Direction: Rewrite the lines of the records below as a numbered list, starting at the line with "the pool deck." and running through the line with "column 357, row 101", inclusive. Leave out any blank lines.

Provided entries:
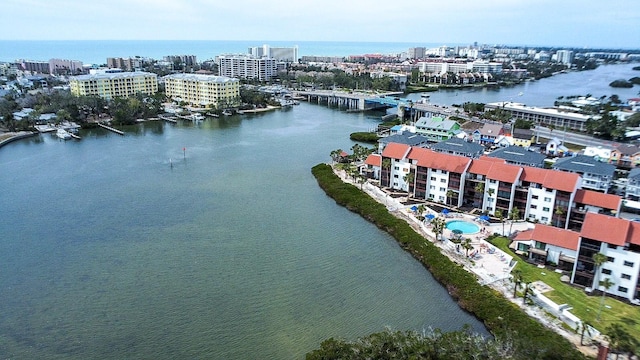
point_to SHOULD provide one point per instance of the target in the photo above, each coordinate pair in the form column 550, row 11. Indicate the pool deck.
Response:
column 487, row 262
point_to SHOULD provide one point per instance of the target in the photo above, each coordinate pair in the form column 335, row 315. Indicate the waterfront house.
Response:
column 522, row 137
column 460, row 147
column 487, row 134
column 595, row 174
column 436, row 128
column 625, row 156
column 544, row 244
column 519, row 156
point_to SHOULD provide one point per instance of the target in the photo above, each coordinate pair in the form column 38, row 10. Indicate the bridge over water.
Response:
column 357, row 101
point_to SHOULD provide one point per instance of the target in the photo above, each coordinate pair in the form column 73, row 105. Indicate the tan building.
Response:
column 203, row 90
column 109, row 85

--

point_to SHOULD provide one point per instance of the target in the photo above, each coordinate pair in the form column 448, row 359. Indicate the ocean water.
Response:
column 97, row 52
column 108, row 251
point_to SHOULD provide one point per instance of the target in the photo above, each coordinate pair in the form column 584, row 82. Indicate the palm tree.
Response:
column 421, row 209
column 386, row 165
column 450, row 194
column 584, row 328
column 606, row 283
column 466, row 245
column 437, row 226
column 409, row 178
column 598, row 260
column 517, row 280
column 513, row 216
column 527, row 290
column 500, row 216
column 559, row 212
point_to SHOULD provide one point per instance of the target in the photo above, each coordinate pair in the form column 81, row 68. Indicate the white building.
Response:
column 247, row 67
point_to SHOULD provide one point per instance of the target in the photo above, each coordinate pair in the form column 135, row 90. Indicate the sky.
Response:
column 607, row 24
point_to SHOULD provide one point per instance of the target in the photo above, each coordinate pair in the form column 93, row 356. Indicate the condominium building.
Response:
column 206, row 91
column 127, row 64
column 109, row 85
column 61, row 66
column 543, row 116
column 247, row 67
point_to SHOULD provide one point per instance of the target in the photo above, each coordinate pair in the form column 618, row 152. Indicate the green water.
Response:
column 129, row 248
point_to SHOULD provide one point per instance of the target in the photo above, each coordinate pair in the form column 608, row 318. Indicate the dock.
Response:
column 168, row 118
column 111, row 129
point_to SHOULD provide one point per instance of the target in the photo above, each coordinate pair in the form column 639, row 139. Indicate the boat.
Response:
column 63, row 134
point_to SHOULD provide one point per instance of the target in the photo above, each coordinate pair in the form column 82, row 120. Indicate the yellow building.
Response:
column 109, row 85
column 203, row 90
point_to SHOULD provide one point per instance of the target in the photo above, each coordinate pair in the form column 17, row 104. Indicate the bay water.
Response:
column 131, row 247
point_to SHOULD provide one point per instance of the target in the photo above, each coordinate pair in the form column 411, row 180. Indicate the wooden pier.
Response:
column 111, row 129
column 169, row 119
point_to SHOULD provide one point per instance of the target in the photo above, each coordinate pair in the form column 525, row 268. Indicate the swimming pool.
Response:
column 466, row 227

---

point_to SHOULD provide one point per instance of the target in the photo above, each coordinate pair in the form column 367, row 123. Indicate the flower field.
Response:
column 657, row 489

Solution:
1. point_to SHOULD provide one point per instance of the target in the photo above, each coordinate pair in the form column 550, row 11. Indicate the pool deck.
2. Response:
3. column 487, row 262
4. point_to SHOULD provide one point per instance of the target in the photo above, each coordinate pair in the form column 335, row 315. Indicate the waterfront house.
5. Response:
6. column 522, row 137
7. column 460, row 147
8. column 487, row 134
9. column 595, row 174
10. column 436, row 128
11. column 625, row 156
12. column 544, row 244
13. column 519, row 156
14. point_to SHOULD provide one point per instance of the target in the photo above, each coordinate pair in the form column 38, row 10. Indicate the bridge over water.
15. Response:
16. column 357, row 101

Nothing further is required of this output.